***** Provided records

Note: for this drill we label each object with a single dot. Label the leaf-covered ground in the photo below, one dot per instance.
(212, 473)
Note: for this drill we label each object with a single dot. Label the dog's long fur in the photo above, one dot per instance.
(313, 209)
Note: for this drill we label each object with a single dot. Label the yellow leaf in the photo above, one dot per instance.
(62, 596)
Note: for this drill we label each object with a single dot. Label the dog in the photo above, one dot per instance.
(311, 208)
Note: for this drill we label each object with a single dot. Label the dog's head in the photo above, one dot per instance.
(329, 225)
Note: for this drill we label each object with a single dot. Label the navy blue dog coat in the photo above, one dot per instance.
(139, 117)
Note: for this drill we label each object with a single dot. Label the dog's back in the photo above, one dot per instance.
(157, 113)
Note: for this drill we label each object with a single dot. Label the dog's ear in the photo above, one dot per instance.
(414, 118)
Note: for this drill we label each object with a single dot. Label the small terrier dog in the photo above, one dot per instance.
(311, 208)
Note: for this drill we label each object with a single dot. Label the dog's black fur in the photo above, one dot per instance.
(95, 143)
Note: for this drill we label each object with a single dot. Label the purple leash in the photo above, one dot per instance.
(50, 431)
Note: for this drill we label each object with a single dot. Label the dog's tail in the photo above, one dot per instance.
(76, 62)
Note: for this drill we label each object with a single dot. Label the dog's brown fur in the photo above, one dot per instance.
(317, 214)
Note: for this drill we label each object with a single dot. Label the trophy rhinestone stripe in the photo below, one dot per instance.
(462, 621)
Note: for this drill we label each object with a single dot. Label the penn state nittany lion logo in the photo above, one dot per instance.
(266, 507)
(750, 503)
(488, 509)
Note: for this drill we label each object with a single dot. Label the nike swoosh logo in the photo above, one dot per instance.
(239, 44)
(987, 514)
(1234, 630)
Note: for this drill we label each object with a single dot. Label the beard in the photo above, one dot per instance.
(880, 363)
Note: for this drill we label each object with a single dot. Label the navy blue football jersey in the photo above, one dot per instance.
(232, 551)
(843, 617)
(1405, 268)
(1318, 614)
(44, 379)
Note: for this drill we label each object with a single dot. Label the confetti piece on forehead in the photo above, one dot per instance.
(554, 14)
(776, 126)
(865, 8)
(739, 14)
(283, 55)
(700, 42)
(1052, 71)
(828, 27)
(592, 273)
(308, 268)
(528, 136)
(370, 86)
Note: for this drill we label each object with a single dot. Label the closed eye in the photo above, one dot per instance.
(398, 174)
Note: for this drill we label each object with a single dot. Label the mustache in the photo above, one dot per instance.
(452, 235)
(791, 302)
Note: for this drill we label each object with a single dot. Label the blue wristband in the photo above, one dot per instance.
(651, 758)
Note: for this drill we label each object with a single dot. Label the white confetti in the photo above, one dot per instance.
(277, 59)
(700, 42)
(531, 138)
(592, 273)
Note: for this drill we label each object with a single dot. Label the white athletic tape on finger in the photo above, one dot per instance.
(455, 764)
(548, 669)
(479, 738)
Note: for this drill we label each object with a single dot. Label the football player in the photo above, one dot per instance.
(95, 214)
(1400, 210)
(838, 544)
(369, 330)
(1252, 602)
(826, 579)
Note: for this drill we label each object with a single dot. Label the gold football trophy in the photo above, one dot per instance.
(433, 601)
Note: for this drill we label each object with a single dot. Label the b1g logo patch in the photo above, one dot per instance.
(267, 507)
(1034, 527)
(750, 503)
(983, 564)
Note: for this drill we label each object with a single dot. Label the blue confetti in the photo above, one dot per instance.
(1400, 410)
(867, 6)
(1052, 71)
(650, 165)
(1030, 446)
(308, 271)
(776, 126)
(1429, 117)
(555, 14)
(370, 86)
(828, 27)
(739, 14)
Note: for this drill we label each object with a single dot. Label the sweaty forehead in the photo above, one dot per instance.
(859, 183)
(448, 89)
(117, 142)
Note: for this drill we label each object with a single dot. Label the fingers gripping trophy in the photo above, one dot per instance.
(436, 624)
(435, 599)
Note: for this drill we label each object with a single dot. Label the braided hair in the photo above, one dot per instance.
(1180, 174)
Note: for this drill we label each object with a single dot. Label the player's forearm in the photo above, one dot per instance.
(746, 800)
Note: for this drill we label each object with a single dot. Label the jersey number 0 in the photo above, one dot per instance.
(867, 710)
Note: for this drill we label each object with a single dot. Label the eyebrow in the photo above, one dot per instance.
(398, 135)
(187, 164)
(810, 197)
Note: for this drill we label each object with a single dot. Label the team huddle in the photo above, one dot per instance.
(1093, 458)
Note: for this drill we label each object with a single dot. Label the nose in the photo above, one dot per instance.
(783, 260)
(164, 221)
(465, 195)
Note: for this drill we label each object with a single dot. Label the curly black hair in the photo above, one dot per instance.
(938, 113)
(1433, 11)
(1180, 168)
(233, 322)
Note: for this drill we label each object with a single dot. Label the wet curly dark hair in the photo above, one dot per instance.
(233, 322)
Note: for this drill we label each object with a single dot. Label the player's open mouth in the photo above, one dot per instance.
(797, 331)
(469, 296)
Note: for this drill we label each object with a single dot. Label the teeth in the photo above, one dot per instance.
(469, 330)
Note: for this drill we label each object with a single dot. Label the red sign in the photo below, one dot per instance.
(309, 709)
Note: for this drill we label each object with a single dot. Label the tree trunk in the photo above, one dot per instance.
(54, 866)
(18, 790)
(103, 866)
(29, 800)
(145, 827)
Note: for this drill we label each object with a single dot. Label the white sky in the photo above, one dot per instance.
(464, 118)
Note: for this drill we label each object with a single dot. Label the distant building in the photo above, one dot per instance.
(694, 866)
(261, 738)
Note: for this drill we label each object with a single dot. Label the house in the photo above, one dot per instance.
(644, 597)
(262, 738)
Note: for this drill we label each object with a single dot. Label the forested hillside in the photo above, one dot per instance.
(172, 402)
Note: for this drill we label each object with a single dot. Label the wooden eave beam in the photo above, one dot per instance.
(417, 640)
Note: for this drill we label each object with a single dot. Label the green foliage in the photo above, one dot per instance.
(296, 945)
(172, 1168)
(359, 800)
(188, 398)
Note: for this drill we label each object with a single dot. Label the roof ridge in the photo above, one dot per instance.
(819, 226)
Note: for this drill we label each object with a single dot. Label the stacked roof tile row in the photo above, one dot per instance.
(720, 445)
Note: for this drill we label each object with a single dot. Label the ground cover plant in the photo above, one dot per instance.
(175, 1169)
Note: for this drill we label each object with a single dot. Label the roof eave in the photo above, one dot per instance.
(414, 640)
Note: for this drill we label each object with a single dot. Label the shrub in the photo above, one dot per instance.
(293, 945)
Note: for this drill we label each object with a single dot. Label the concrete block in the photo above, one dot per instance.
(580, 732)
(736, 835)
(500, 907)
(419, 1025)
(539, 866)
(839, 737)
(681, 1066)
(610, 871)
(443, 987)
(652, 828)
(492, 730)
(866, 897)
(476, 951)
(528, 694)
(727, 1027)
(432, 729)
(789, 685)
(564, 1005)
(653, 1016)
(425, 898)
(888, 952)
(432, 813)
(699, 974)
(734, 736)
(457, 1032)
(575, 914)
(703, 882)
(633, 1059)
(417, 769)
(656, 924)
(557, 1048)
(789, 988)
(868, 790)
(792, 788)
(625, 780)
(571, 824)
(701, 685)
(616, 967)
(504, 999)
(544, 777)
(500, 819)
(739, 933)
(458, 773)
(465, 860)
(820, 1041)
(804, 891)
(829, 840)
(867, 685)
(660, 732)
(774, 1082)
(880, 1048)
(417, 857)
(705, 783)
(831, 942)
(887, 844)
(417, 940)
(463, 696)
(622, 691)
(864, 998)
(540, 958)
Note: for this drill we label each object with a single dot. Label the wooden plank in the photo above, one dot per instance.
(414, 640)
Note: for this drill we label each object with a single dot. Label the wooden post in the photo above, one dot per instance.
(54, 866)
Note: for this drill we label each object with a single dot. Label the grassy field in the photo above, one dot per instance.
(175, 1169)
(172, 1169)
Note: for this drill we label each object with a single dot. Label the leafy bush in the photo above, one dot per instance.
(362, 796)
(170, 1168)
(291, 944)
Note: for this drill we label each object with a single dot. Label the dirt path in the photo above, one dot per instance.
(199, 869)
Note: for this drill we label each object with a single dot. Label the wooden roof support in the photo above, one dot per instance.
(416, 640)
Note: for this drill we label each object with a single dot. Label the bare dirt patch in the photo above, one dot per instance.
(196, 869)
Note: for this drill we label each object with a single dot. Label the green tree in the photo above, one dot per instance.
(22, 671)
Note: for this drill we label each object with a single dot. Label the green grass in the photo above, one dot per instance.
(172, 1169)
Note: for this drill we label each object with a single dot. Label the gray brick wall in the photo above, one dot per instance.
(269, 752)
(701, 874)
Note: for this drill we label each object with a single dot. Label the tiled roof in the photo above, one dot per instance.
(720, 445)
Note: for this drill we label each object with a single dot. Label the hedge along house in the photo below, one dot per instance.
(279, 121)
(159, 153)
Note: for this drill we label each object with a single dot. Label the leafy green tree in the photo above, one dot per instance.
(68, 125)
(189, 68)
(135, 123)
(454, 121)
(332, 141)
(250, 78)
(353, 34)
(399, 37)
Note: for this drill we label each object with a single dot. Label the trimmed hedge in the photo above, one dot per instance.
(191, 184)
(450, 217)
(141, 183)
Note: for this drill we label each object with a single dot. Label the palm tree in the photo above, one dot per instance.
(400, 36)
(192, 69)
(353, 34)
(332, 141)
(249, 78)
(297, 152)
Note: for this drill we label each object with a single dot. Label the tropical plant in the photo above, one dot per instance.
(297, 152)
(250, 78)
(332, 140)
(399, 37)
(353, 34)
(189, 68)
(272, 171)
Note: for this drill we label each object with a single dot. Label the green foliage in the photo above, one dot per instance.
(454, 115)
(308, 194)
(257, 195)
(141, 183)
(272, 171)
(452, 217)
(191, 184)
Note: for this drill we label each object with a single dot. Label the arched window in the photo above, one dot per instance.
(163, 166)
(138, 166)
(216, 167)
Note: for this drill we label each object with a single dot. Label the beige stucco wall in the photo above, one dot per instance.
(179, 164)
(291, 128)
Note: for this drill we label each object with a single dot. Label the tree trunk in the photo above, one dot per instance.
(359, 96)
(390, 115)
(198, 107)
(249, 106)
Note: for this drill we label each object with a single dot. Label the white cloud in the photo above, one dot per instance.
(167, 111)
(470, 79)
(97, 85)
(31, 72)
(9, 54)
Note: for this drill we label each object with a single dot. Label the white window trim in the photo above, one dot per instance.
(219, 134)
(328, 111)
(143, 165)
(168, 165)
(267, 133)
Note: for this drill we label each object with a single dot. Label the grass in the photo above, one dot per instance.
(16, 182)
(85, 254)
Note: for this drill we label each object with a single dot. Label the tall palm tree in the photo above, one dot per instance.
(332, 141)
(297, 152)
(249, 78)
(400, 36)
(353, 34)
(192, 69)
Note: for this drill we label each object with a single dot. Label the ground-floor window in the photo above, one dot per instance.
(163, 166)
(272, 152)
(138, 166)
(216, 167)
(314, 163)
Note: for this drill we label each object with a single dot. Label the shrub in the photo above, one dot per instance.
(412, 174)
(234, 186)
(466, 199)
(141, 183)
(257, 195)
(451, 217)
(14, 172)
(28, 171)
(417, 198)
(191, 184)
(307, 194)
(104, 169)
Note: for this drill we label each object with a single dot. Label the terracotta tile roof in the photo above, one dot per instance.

**********

Instructions to follow: Print the data above word for word, everything from the line containing "Label the gold" down to the line containing "(1180, 174)", both of those lines included.

Task solution:
Note: for this drill we label each object with a single dot. Label the gold football trophy in the photo above, one dot per instance.
(433, 601)
Note: for this drill we label each object with a single dot. Label the b1g logo patch in the photo above, one dot per instance.
(267, 507)
(1034, 527)
(750, 503)
(983, 564)
Note: for this drill we label each object with a single dot. Label the blue confetti in the photo above, one dot per instance.
(1400, 410)
(867, 6)
(1052, 71)
(650, 165)
(1030, 446)
(308, 271)
(776, 126)
(1429, 117)
(555, 14)
(370, 86)
(828, 27)
(739, 14)
Note: for this drill we label each object with a single dot. Label the sweaty forehead in the photo above, one dot per instance.
(859, 183)
(448, 89)
(117, 142)
Note: for this drill we label each object with a single dot. Label the fingers gripping trophy in the photo above, one dot per instance.
(436, 624)
(435, 599)
Note: for this drill we label each object with a single dot. Label the braided hair in the photo above, one dot per instance.
(1180, 174)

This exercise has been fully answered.